Print all the data, keeping every line exactly as it is.
######
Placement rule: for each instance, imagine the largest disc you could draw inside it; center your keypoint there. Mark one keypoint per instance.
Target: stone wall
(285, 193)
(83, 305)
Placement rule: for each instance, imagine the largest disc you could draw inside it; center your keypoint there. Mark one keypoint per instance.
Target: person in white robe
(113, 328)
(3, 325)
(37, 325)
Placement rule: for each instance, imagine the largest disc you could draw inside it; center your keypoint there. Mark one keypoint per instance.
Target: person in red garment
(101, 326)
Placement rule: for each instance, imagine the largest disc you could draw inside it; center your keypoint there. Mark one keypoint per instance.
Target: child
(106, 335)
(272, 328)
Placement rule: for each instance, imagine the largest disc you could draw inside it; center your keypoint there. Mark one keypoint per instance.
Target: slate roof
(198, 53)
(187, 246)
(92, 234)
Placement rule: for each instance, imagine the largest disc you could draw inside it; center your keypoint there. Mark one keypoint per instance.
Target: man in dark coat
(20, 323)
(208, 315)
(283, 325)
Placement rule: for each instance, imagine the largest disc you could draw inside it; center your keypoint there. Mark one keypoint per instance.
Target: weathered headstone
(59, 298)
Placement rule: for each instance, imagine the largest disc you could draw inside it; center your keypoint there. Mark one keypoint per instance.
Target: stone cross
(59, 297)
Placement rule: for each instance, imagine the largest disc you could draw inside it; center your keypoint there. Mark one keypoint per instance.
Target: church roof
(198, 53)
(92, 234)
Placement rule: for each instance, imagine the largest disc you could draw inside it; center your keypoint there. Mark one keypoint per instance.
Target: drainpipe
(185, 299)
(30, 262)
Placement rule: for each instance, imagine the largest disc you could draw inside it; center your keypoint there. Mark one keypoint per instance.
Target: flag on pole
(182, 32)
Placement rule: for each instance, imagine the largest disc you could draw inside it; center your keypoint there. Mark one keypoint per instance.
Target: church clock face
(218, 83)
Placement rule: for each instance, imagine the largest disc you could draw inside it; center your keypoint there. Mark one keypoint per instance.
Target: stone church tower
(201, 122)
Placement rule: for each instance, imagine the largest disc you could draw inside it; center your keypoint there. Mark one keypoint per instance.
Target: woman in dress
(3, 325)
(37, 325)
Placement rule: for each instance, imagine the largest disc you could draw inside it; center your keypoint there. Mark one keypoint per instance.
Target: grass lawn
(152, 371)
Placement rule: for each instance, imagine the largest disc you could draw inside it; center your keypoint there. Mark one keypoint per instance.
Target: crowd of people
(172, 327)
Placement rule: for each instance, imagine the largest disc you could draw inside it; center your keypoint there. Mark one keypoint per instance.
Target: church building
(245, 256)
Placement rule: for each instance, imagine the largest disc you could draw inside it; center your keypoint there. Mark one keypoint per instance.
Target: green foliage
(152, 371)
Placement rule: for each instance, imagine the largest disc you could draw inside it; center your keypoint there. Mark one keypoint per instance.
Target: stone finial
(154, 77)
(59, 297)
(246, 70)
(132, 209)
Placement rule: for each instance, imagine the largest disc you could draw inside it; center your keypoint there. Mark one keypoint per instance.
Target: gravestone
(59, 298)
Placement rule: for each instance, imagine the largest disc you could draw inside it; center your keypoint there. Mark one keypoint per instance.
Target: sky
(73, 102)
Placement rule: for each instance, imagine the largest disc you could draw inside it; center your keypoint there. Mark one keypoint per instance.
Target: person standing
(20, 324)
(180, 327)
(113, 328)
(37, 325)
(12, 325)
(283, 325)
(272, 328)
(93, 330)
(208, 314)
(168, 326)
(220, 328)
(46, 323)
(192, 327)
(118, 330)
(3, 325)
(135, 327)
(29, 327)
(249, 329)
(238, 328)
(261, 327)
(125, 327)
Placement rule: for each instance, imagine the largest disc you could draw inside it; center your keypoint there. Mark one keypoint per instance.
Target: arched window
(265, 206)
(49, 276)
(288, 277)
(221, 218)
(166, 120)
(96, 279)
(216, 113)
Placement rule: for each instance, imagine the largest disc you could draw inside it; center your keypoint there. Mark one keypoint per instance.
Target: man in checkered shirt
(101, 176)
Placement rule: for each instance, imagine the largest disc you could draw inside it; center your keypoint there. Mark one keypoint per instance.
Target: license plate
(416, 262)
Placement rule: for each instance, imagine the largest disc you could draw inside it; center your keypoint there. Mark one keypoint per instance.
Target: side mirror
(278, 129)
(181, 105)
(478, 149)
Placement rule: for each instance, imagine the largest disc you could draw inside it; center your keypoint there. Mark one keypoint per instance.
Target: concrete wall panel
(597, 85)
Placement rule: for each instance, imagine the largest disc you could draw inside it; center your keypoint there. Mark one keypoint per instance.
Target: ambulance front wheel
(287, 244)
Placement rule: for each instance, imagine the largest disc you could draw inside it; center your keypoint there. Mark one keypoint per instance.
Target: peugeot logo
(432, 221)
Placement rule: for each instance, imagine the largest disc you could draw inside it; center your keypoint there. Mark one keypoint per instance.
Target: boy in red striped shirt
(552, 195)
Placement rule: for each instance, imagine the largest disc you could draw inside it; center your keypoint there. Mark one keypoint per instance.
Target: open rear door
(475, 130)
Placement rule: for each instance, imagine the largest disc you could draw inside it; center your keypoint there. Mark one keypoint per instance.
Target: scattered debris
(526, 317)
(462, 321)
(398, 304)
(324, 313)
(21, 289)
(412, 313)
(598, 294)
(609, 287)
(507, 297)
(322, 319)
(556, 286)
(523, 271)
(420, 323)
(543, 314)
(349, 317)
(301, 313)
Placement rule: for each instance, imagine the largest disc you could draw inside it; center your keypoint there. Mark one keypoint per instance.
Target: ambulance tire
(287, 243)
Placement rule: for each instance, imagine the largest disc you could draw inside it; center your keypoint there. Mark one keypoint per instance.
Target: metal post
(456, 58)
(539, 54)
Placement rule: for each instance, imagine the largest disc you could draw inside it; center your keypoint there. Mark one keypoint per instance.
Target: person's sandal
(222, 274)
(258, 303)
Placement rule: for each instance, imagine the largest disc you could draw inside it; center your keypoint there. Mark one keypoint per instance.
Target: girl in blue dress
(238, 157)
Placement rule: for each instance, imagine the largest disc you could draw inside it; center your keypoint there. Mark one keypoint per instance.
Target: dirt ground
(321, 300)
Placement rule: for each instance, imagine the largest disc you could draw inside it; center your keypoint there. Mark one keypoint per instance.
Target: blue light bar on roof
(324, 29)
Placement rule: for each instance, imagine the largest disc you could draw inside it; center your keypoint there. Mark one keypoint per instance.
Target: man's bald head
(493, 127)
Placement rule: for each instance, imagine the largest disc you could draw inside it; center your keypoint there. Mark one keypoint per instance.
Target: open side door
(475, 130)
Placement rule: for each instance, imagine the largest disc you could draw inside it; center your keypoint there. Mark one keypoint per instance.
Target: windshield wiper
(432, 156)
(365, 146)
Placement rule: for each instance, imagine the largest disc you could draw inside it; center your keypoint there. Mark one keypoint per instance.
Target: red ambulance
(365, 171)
######
- [TASK RESULT]
Placement rule: for each instance, imagine the largest disc you could draw inside it; center your keypoint there. Mark one keypoint per instance.
Target: stone wall
(285, 193)
(83, 305)
Placement rule: for each instance, imagine the largest disc you could draw inside it; center your keypoint there. Mark one keypoint per instance.
Target: person in white robe
(113, 328)
(3, 325)
(37, 325)
Placement rule: for each instance, imagine the largest disc you could draw inside it; center your keypoint there. Mark one keypoint per instance.
Target: person in red garment
(101, 326)
Placement rule: for each instance, imagine the largest disc you could draw inside it; center your keypoint there. Mark one keypoint per instance.
Target: child
(106, 335)
(272, 328)
Placement rule: for each instance, imagine the largest disc you could draw inside it; center your keypoint there. Mark one keypoint per instance.
Target: slate roof
(198, 53)
(187, 246)
(92, 234)
Placement rule: for each instance, imagine the largest disc you could draw inside it; center your keypoint there. Mark one keypoint per instance.
Target: man in dark coat
(20, 323)
(208, 315)
(283, 325)
Placement rule: for each instance, imagine the largest disc you could draw inside it; center your keypoint there. Mark one keypoint per instance.
Target: weathered headstone
(59, 298)
Placement rule: for each instance, imagine the largest disc you could draw inside it; center your keypoint there. Mark one keypoint per instance.
Target: stone cross
(59, 297)
Placement rule: for each instance, imagine the largest disc you could draw inside it; center your keypoint there. Mark one keypoint per instance.
Target: church roof
(198, 53)
(92, 234)
Placement rule: for each instance, imagine the largest disc you could draw inside it; center your keypoint there. Mark one keypoint per instance.
Target: drainpipe
(185, 299)
(30, 262)
Placement rule: for each instance, imagine the largest disc you could draw inside it; center your keypoint there. Mark one keypoint per instance.
Target: flag on pole
(182, 32)
Placement rule: for each instance, imagine the largest disc you could draw inside it; center your keypoint there. Mark one keypoint per instance.
Target: church clock face
(218, 83)
Placement rule: for each instance, imagine the largest disc you could draw inside it; center your keypoint there. Mark one keypoint per instance.
Target: stone church tower
(201, 122)
Placement rule: for each instance, imagine the largest disc you could draw inside it; center your keypoint there. Mark one keypoint per instance.
Target: woman in dress
(3, 325)
(37, 325)
Placement rule: for each instance, imagine the largest disc you could draw inside it; center your keypoint there. Mark one keypoint per instance.
Target: grass lawn
(152, 371)
Placement rule: for each instance, imagine the largest disc you could draw inside it; center your keypoint there. Mark one keypoint per instance.
Target: crowd of people
(172, 327)
Placement rule: for each instance, imagine the largest disc you could draw inside it; center your keypoint there. Mark one keypoint per instance.
Target: church building
(245, 256)
Placement rule: for each instance, imagine the largest disc you could draw inside it; center your keypoint there. Mark one keypoint per instance.
Target: green foliage
(152, 371)
Placement rule: for each instance, imagine the largest disc you could draw inside it; center your keypoint there. Mark one keypoint per instance.
Target: stone finial
(154, 77)
(59, 297)
(246, 70)
(132, 209)
Placement rule: for each instance, imagine the largest disc you could draw inside it; center your keypoint there. Mark one keypoint per instance.
Target: gravestone
(59, 298)
Placement rule: for each instance, imagine the largest disc you could draw inside it; center your keypoint there. Mark one keypoint per instance.
Target: sky
(73, 102)
Placement rule: for each instance, imagine the largest disc you could draw inside it; center your keypoint there. Mark one keypoint per instance.
Target: person standing
(20, 324)
(180, 327)
(113, 328)
(37, 325)
(12, 325)
(283, 325)
(272, 328)
(93, 330)
(208, 314)
(168, 326)
(220, 328)
(46, 323)
(192, 327)
(118, 330)
(3, 325)
(135, 327)
(29, 327)
(249, 329)
(238, 328)
(261, 327)
(125, 327)
Placement rule: for each instance, imagine the largest disc you could draw inside it; center your keypoint there. Mark one keypoint per instance.
Target: arched window
(265, 206)
(49, 276)
(288, 277)
(221, 218)
(166, 120)
(96, 279)
(216, 113)
Placement rule: for each instance, imagine the largest disc you could draw inside it; center your keypoint there. Mark one keypoint per instance.
Target: man in checkered shirt
(101, 176)
Placement rule: for each instance, imagine the largest disc you could draw inside it; center your keypoint there. Mark one keypoint per instance.
Target: license plate
(416, 262)
Placement rule: for each instance, imagine the largest disc you could draw inside it; center your keypoint there. Mark one keypoint per instance.
Target: side mirror
(278, 129)
(181, 105)
(478, 149)
Placement rule: for each instance, imagine the largest disc you could draw inside it; center your keypoint there. Mark one keypoint per instance.
Target: concrete wall panel
(597, 85)
Placement rule: for each instance, imagine the largest disc you could draw inside it; center your keypoint there. Mark one keypoint per instance.
Target: ambulance front wheel
(287, 244)
Placement rule: for each instance, imagine the largest disc you could draw inside it; center your keypoint there. Mark one keypoint per instance.
Target: peugeot logo
(432, 221)
Placement rule: for each instance, imagine the largest disc you could draw inside it; center your keypoint there. Mark one keypoint per instance.
Target: boy in red striped shirt
(552, 195)
Placement rule: for each instance, imagine the largest disc you could draw inside it; center your keypoint there. Mark one keypoint per instance.
Target: open rear door
(475, 130)
Placement rule: for each instance, imagine the largest disc you could draw inside it; center your keypoint there. Mark one keypoint per instance.
Target: scattered debris
(526, 317)
(462, 321)
(398, 304)
(324, 313)
(21, 289)
(412, 313)
(598, 294)
(609, 287)
(507, 297)
(322, 319)
(556, 286)
(523, 271)
(420, 323)
(543, 314)
(349, 317)
(301, 313)
Placement rule: for each instance, imagine the largest disc you could draw inside it; center your keypoint there. Mark one keypoint per instance.
Target: ambulance tire
(287, 243)
Placement rule: for each instance, imagine the largest disc you could draw inside it; center your keypoint there. Mark one keypoint per instance.
Target: metal post
(456, 58)
(539, 54)
Placement rule: for each instance, imagine the largest disc you could draw inside it; center your keypoint there. Mark one keypoint per instance.
Target: person's sandal
(222, 274)
(258, 303)
Placement rule: for each instance, imagine the largest disc you could draw inside it; center your keypoint there. Mark one keypoint per instance.
Target: girl in blue dress
(238, 157)
Placement rule: for each instance, imagine the largest disc you could draw inside it; center your keypoint there. Mark one keypoint per instance.
Target: dirt ground
(321, 300)
Placement rule: for each instance, imagine the largest disc you could draw inside it; center your keypoint there. Mark one keypoint per instance.
Target: blue light bar on roof
(324, 29)
Placement rule: for each instance, imagine the largest disc you could draw inside it; center your keypoint there. Mark one keypoint per instance.
Target: man's bald head
(493, 127)
Placement rule: for each instance, imagine the largest disc you could draw inside it; center your keypoint there. Mark one keypoint per instance.
Target: open side door
(475, 130)
Placement rule: for each instance, imagine the largest disc you could draw inside it; center your keypoint there. Mark one keypoint per instance.
Target: windshield wiper
(432, 156)
(365, 146)
Placement rule: for each instance, imagine the largest disc you could draw inside it; center your keypoint there. Mark one keypoint per instance.
Target: red ambulance
(365, 171)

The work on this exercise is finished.